======== Data records ========
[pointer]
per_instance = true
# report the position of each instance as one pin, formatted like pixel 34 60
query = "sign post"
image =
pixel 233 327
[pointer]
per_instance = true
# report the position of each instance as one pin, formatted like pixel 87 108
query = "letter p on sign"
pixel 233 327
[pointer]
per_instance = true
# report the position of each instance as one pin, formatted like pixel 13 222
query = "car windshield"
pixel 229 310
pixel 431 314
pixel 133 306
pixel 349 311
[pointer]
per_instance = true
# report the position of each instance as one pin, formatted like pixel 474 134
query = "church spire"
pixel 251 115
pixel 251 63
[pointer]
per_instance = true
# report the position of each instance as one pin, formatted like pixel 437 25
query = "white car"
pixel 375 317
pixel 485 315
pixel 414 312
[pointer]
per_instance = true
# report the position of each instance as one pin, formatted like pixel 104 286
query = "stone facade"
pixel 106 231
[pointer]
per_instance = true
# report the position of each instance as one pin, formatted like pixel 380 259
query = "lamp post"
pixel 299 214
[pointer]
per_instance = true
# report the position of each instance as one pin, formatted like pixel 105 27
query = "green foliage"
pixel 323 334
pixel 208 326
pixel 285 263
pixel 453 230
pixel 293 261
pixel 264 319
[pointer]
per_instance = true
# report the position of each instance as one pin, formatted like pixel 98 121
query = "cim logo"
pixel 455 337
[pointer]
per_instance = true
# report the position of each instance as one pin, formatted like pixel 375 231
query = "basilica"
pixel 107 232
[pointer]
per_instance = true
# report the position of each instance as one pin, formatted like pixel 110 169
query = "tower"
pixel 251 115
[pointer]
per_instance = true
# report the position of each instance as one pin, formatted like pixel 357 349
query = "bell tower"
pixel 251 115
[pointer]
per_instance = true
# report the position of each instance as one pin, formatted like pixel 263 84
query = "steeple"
========
## Instructions to follow:
Each entry is to be returned in full, character for character.

## Correct output:
[pointer]
per_instance = true
# report the position of each instance as one pin, formatted like pixel 34 60
query = "sign post"
image =
pixel 233 327
[pointer]
per_instance = true
# report the position of each instance as one pin, formatted like pixel 87 108
query = "letter p on sign"
pixel 233 327
[pointer]
per_instance = true
# report the position of each instance as one pin, formatted like pixel 13 222
query = "car windshield"
pixel 229 310
pixel 431 314
pixel 133 306
pixel 349 311
[pointer]
per_instance = true
# report the position of each instance as one pin, formatted like pixel 474 134
query = "church spire"
pixel 251 115
pixel 251 63
[pointer]
per_instance = true
# report the position of each instance as one pin, formatted like pixel 437 25
query = "white car"
pixel 375 317
pixel 485 315
pixel 414 312
[pointer]
per_instance = true
# report the position of each instance as one pin, formatted like pixel 104 286
query = "stone facade"
pixel 106 231
[pointer]
per_instance = true
# report the position of each instance as one pin, formatted like pixel 380 259
query = "lamp post"
pixel 299 214
[pointer]
per_instance = true
# report the position of each instance as one pin, formatted like pixel 105 27
query = "green foliage"
pixel 323 334
pixel 208 326
pixel 285 263
pixel 453 230
pixel 293 261
pixel 264 319
[pointer]
per_instance = true
# report the position of each instance as one pin, formatted like pixel 98 121
query = "cim logo"
pixel 455 337
[pointer]
per_instance = true
# report the position of each instance as one pin, formatted like pixel 375 231
query = "basilica"
pixel 107 232
[pointer]
per_instance = true
# report the position of each instance as one pin, formatted like pixel 110 169
query = "tower"
pixel 251 115
[pointer]
per_instance = true
# report the position of each instance as one pin, formatted like pixel 357 349
query = "bell tower"
pixel 251 115
[pointer]
per_instance = true
# report the position of each instance as one pin, formatted like pixel 263 84
query = "steeple"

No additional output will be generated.